Point annotation dataset records →
START

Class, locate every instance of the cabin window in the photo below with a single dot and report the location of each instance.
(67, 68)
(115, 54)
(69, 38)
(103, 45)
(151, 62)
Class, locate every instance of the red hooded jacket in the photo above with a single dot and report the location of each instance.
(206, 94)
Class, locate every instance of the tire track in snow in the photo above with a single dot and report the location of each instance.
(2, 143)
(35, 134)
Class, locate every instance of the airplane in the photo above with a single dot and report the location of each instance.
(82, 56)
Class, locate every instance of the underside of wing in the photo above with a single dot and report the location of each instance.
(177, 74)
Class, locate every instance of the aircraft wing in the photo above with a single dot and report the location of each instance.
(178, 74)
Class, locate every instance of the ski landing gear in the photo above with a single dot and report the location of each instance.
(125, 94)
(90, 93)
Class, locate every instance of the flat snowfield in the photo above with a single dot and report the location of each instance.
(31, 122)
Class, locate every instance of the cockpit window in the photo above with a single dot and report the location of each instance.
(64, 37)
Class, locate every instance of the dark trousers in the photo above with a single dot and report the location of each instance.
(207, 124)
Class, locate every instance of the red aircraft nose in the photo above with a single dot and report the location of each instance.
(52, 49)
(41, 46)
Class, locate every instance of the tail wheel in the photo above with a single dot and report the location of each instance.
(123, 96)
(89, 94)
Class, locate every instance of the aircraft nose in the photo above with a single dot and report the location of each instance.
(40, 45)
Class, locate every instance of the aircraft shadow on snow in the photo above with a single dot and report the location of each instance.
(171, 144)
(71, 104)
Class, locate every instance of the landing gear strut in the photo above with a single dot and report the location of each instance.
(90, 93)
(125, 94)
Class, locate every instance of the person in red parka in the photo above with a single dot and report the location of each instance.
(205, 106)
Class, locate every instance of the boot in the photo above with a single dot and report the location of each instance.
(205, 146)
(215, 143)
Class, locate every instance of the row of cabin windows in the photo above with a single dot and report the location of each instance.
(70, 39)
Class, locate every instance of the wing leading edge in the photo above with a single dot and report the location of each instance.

END

Do this → From the listing above, reproduce all the lines exactly.

Finished task →
Class, locate every instance of the cabin window in the photo below with a single dot and report the location of each instance.
(67, 68)
(115, 54)
(69, 38)
(103, 45)
(151, 62)
Class, locate every instance of the red hooded jacket in the photo above with a single dot and report the location of each instance.
(206, 94)
Class, locate every instance of the tire track in snow in the photo above with a single dot and report the location of each instance.
(2, 143)
(35, 134)
Class, locate every instance of the airplane in the photo above with a single dot and report the location of each instance.
(82, 56)
Class, locate every instance of the underside of wing in the photo above with a single dot and report the location of each instance.
(177, 74)
Class, locate every instance of the aircraft wing in the photo above with a single dot and report the location of each instance.
(178, 74)
Class, locate every instance of the ski landing gear in the photo above with a single dot and report the location of each instance.
(125, 94)
(90, 93)
Class, locate every instance of the flat snowfield in the photo above with a single dot and report the location of each instance.
(31, 122)
Class, locate every instance of the cockpit window in the photo above with a single dot and report the location of each instance.
(64, 37)
Class, locate every instance of the dark trousers in the photo above with a single dot and report the location of each instance.
(207, 124)
Class, locate every instance of the red aircraft nose in the photo above with a single dot and report the location of each instance.
(52, 49)
(41, 46)
Class, locate every instance of the tail wheel in the photo above with a single dot and report the location of each instance.
(123, 96)
(89, 94)
Class, locate every instance of the aircraft nose in the photo above with a single dot and report the location of each instance.
(40, 45)
Class, locate every instance of the aircraft shadow on snow in the photo above with a single dot and report the location of each instance.
(171, 144)
(71, 104)
Class, locate every instance of the landing gear strut in the photo above with a single dot and report the location of each instance.
(90, 93)
(125, 94)
Class, locate every instance of the person in red parka in the photo above with a single dot and report the location of each instance.
(205, 106)
Class, locate every instance of the boot in the photo above with a single dot and report the location of each instance.
(205, 146)
(215, 143)
Class, locate every instance of the row of cabin windows in the photo above with a single dot and report the location of each instance.
(70, 39)
Class, locate every instance of the wing leading edge in the photo above with a single dot and report the location of each instance.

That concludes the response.